> Passage
··········
After much confusion about who was to “stay” and who was to “go,” my skinned knee and I finally got everyone to bed and situated only to find that Youngest Child (the band-aid addict) had left me with only teeny bandages or some cut-off-a-digit-sized gauze.

Here is where I got some perspective. These three are friendly boys and are only doing what comes naturally. They get tired and fussy with each other just like my students do with each other and their teachers at this time of year. None of us want to do what we are supposed to do, but at the literal end of the day, some of my last thoughts are about my boys, my children, and my kids. I couldn’t do what I do if I didn’t love them, terrible or not.  Here’s to the next six weeks of the blood pressure roller coaster.

Things I have learned from my dogs

I love lists. That is actually an understatement. I love them as much as my dogs. Lists rule my life. If there is a “listicle,” I will read it. It doesn’t matter if I know anything about the subject matter or not, I will probably read that list. If it can be put into a list, I am on it faster than Percy can gobble an unattended cake.

On any given day, I have four different lists on my work desk. They are short term lists, long term lists, things accomplished, and grocery lists that will never make it to the store. Some of my lists have sub-lists.

I like those “Things You Can Learn from a Dog” or “Everything I need to know, I learned in kindergarten” type lists. They are almost always happy and good for a laugh or smile. The things I learn are seldom that fun, though.  They often earn a sigh and occasional profanity.

Here’s what I have learned from my dogs (and demon cat). Your results may vary.

  1. Flower pots can be shattered and then double as chewing gum when mom won’t let you have the real thing. (No backyard container garden for me this year.)
  2. There’s always room for treats and eating slippers. (Apparently, the more expensive the slipper, the better it tastes.)
··········
> Provided data
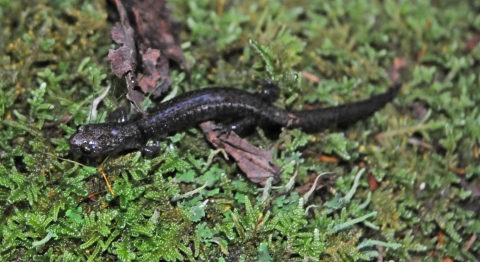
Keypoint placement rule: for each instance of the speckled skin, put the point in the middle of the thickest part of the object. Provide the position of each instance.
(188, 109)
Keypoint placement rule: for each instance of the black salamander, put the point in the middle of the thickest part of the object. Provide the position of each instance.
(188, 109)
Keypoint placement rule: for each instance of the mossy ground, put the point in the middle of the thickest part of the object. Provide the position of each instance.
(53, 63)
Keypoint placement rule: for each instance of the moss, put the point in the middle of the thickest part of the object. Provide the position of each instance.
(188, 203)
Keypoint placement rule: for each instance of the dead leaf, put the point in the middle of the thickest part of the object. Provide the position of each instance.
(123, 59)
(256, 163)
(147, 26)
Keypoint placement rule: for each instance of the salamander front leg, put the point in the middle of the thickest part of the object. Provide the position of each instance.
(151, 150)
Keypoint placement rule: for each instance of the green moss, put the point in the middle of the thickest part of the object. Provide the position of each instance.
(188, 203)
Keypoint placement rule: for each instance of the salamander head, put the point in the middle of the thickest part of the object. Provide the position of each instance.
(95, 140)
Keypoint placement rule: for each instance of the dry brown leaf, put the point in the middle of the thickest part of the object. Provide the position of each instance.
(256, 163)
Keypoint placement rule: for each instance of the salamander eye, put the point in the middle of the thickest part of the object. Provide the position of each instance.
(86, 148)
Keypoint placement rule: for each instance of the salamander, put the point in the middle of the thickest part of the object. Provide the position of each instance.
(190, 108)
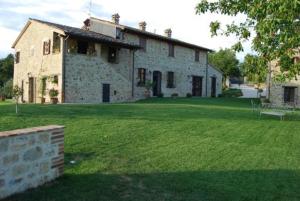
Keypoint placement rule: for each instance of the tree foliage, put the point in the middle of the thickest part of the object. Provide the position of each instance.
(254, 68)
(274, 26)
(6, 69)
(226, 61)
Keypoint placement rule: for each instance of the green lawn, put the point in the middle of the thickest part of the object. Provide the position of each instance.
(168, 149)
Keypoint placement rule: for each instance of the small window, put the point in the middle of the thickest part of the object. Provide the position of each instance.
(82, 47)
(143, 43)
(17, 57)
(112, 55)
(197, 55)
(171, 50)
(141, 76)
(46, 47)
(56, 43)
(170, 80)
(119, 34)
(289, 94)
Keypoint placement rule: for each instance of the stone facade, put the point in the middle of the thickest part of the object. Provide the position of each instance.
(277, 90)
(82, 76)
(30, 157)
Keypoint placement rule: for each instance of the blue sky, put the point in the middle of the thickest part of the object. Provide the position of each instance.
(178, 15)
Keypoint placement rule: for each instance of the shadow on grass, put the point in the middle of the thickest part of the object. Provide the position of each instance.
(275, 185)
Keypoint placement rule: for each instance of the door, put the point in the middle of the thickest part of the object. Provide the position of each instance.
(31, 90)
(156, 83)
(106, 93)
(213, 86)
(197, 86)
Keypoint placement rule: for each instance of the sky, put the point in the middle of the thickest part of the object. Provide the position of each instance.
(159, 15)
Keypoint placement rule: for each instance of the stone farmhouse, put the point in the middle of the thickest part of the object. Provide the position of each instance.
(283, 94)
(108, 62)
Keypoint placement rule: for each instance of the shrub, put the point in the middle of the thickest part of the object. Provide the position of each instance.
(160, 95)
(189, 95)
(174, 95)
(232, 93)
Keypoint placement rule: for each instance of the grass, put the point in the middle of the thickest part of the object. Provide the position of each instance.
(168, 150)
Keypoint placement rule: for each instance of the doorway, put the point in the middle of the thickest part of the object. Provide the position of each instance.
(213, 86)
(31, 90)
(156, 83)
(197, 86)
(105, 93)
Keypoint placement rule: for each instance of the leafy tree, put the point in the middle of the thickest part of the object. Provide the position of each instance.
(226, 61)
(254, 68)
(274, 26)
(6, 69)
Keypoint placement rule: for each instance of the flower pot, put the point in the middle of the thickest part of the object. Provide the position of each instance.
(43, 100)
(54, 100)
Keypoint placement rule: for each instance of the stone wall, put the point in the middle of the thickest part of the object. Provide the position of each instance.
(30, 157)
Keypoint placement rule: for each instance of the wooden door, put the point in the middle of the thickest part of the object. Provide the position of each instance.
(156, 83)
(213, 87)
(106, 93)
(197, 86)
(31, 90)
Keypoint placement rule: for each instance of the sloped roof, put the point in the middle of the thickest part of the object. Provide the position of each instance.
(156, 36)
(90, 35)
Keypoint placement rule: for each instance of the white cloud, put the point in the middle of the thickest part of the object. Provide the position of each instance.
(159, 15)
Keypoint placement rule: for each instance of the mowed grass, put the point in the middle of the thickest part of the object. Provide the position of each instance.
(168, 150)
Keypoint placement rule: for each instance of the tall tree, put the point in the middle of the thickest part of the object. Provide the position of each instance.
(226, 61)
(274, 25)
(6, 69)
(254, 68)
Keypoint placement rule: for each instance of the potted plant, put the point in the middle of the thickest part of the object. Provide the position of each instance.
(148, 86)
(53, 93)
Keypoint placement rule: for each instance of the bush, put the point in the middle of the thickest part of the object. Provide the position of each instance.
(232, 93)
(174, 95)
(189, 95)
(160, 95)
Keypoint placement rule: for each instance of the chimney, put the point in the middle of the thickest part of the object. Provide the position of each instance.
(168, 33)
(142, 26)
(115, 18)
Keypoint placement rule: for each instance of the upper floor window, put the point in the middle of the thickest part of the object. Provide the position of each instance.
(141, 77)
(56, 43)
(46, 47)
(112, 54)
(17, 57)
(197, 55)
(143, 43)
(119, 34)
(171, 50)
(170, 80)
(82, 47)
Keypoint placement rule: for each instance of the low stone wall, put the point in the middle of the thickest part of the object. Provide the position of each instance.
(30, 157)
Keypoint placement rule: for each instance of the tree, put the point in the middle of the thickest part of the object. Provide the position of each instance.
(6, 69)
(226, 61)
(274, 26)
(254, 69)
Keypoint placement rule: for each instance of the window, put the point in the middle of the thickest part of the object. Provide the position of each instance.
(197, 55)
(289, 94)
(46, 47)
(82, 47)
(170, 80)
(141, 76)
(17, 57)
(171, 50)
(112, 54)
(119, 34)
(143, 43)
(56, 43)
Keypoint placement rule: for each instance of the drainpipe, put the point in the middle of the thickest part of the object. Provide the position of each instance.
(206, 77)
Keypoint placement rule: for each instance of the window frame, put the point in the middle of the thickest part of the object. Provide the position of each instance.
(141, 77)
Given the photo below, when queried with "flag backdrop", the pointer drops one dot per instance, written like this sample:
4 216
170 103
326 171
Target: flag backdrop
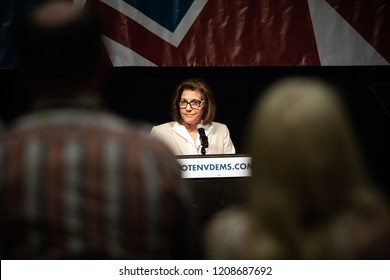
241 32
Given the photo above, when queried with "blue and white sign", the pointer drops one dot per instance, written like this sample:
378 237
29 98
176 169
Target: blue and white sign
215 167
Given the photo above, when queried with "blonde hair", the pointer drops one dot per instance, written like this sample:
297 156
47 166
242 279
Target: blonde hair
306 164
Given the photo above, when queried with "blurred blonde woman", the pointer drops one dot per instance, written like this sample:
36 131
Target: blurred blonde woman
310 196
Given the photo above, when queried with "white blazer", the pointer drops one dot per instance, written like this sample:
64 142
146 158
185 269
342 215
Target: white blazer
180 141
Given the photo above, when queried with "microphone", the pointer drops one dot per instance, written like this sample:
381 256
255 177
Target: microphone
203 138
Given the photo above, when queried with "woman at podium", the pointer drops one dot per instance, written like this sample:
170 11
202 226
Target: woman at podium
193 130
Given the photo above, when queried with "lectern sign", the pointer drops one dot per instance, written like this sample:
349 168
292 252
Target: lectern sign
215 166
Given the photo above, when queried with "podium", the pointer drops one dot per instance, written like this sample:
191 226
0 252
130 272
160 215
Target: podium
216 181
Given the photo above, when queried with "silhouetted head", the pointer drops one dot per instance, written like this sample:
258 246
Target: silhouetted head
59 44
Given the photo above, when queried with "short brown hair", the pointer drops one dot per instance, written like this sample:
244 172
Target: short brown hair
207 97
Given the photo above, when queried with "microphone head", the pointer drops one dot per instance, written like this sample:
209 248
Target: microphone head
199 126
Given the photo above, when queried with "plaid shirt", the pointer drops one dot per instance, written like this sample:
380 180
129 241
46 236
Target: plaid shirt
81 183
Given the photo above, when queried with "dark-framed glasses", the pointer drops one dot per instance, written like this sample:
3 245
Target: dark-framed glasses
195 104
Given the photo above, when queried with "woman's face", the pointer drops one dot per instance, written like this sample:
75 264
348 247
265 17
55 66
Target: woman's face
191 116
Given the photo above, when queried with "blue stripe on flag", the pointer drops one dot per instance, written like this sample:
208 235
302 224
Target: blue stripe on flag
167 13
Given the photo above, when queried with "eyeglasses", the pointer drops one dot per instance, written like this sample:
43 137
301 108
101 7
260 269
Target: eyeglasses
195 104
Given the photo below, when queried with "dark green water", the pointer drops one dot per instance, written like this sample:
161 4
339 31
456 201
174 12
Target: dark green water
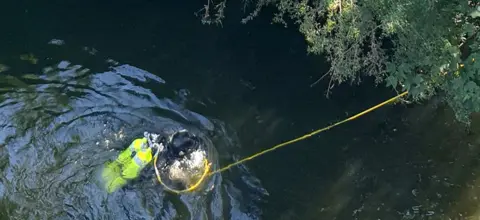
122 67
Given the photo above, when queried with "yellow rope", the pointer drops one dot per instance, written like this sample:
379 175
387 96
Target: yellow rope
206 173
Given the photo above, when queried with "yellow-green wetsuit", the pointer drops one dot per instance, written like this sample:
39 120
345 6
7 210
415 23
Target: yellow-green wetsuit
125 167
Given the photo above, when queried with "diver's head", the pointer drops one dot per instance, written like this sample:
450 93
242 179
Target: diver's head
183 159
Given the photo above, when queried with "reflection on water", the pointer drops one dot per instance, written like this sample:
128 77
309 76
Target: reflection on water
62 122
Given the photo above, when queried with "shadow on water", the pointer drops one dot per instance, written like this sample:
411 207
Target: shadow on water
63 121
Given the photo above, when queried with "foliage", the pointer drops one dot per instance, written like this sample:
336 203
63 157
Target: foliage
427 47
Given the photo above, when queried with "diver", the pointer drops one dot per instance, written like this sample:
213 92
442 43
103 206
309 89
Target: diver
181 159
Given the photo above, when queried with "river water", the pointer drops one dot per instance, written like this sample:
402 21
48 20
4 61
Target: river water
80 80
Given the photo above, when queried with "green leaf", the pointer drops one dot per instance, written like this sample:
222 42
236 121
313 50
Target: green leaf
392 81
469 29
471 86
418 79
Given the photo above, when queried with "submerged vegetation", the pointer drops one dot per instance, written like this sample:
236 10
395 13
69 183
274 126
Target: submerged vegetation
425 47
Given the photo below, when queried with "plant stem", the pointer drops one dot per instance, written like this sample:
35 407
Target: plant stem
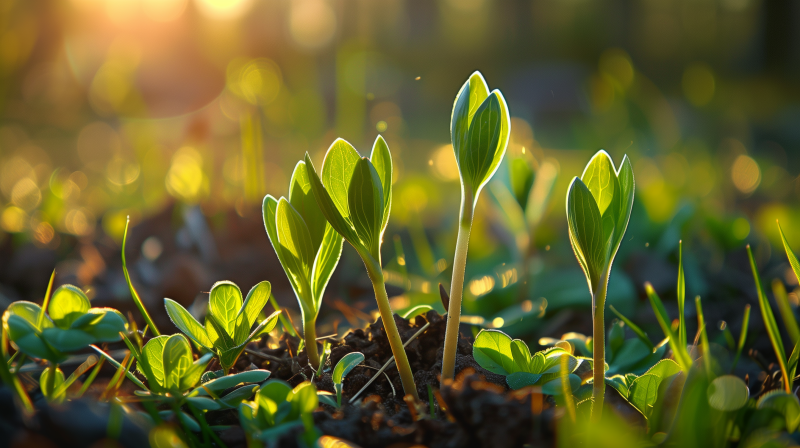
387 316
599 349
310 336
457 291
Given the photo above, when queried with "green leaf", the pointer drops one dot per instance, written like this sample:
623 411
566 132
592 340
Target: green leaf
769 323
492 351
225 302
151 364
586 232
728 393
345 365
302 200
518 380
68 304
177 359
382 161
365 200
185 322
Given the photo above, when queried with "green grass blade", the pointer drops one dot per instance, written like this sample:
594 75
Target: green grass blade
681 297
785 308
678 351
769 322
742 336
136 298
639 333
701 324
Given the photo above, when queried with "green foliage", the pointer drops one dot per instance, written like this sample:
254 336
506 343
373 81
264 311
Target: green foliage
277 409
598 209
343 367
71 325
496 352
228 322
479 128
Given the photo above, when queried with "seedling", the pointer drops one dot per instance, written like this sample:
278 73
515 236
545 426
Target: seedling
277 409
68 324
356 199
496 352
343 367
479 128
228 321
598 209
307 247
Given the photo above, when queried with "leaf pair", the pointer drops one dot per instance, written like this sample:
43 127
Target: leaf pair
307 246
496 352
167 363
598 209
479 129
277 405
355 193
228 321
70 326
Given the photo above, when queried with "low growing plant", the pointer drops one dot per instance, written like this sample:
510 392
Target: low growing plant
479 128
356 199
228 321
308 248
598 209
··········
> Exercise goal
Please write the next part of the blog post about lessons learned from dogs, starting after its last list item. The data is unrelated to the blog post.

> Reply
  3. Flossing is great, especially when you use an iPhone charging cord.
  4. Someone will fall for sad, puppy-dog eyes. You just have to find the person who wasn’t in the room when you got in trouble.
  5. The more you yowl and stir up the dogs, the faster someone will scoop out cat food.
  6. You are never too heavy, or have too bony of a butt, to be a lapdog.
  7. 100 pounds can sit on the back of my sofa without tipping it over. 120 pounds is too much.
  8. A closed dog mouth is a suspicious dog mouth.
  9. Anti-gas dog treats exist and are a nose-saver. I recommend them for daily use.
  10. (My personal favorite) Dogs will love you and still want to snuggle when you come home sick from work on a Monday and look like a zombie.

Haas the terrifying(ly goofy)

The movie Jurassic Park freaked me out when I was a teenager. I had nightmares that gargantuan carnivorous dinosaurs would break into my house and turn me into a midnight snack. We lived near a set of train tracks so when a train would go by and cause tremors in my water glass, I just knew that some day, I would either be crushed by a giant dino foot or coated in slobber as a massive bite was taken out of my torso. I may have had a teensy bit of unreasonable anxiety.

Or, so I thought.

Then, the Haasasaurus showed up at my house.

Haas hand

Now, those same ominous feelings of trepidation reemerge when my coffee starts to jiggle and the floor shakes. I know that there is a chance I will either experience a humongous foot crash down on my head or feel a coating of slime up the side of of my face when a dog/dinosaur hybrid tries to fit my head inside his mouth.

Haas face

Haas is a sweet boy. Mostly, he is a gentle giant who can’t jump. Most of the time, he wants to laze around in his crate or on top of one of the other dogs like a dragon guarding a horde of gold (if the horde of gold is his smallest dog brother). He loves cuddling with his person (Dad) and is the only dog I have ever met who likes to give hugs. There is no rejecting a Haas hug. Once he gets you, he won’t turn loose until you hug him back and tell him you love him.

Haas cuddles

Then, there are those times when he is a supersized terror and hauls Drake around by the collar or drags him through the soggy yard with a tug rope while giving off this weird high-pitched roar. Such noises shouldn’t come from a dog, let alone a dog of this size.

Are any of my boys normal? Eh, who cares? I love them no matter what.